(Records from a collection)
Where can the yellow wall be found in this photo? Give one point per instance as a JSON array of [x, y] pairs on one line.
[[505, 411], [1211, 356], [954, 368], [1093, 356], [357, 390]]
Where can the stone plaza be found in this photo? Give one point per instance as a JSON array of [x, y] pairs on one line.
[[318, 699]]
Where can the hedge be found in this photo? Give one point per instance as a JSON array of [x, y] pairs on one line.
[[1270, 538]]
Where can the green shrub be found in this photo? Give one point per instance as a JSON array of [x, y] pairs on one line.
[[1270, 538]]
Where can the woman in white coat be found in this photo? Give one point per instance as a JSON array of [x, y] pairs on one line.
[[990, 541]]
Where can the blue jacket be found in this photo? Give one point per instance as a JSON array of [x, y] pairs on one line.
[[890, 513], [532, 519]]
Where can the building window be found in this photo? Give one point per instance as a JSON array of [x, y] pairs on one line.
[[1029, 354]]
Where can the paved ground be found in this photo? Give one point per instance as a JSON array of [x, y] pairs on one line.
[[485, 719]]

* * *

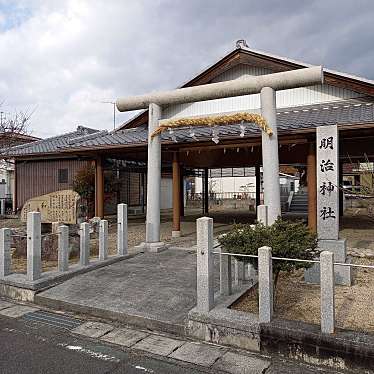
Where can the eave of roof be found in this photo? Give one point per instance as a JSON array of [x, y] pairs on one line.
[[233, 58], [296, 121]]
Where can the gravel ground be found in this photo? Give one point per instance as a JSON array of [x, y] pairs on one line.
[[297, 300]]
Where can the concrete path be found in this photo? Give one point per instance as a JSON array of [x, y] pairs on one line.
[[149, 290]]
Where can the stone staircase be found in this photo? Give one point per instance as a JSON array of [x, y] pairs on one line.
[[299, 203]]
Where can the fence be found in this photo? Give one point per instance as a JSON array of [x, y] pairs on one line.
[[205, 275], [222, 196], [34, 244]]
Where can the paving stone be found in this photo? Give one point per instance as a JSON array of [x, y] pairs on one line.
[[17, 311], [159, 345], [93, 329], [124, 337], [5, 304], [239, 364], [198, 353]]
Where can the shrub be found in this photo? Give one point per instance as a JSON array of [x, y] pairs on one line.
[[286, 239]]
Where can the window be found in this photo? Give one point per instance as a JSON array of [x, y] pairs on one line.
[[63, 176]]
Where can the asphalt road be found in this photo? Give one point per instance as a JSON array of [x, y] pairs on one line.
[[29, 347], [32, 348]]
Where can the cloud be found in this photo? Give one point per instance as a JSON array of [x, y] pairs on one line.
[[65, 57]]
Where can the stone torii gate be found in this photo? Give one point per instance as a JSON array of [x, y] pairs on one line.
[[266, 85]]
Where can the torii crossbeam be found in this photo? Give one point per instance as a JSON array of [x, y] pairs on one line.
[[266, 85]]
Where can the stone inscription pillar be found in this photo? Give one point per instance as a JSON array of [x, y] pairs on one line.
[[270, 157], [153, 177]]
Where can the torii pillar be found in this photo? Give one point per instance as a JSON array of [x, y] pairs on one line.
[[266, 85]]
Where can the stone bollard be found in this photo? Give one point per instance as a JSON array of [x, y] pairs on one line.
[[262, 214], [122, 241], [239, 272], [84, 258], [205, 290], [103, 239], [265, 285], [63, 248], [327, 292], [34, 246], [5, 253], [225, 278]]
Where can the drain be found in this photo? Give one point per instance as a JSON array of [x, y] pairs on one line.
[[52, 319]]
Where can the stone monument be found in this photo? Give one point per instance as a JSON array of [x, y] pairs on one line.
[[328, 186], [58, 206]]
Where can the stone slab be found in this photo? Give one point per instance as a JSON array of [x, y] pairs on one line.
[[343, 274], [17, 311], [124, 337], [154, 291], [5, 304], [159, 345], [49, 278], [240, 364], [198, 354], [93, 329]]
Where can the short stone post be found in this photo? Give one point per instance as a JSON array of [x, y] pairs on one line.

==

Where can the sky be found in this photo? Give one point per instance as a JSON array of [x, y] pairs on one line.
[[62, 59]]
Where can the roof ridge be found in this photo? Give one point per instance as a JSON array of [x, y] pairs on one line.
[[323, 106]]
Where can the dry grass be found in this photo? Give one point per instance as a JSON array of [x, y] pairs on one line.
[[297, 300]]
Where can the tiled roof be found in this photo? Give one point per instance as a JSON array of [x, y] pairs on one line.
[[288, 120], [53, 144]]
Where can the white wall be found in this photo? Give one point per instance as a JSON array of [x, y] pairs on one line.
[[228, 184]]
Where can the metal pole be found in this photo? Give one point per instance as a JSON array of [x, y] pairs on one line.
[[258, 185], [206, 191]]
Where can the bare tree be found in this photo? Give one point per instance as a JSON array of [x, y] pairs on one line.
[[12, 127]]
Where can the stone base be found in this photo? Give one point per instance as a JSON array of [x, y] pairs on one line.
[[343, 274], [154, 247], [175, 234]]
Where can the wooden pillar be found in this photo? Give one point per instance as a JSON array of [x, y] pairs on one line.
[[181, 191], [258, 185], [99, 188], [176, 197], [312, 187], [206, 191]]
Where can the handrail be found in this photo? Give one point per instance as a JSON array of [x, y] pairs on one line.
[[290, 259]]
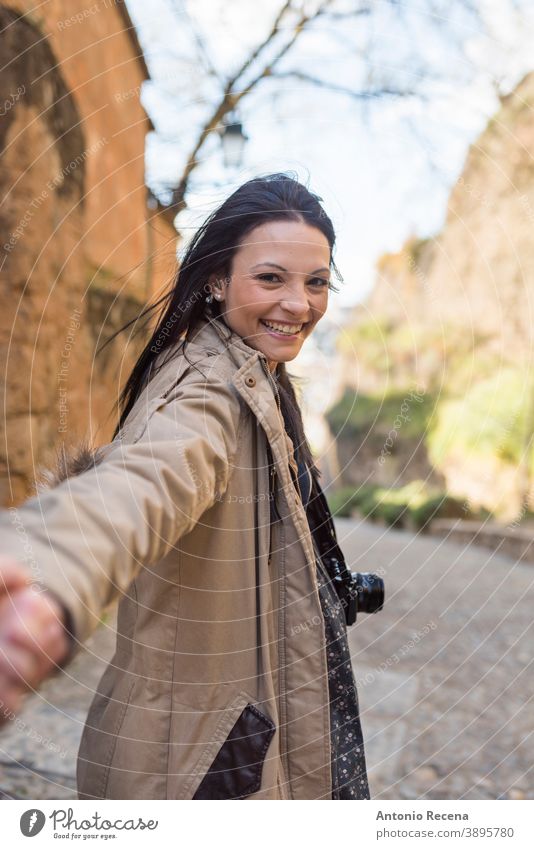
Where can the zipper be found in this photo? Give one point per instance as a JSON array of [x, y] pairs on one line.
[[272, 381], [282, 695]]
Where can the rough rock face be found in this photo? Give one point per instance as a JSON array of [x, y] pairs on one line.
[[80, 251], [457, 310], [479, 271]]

▸ YOUR OBJECTIVE
Filter the items above down to the lines that contain the string "roof", and copy each of those lines.

▸ OUTPUT FOR THIS TASK
Where can the eave of roof be found in this photo? Give one point per instance as a JSON array of [x, y] pairs on one line.
Where can the roof ridge be found in this photo? Give one point per instance as a JSON array of [x, y] pairs on one line.
Where can the tiled roof be found in this photo? Give one point per instance as a JSON array of [x, y] pairs on one line.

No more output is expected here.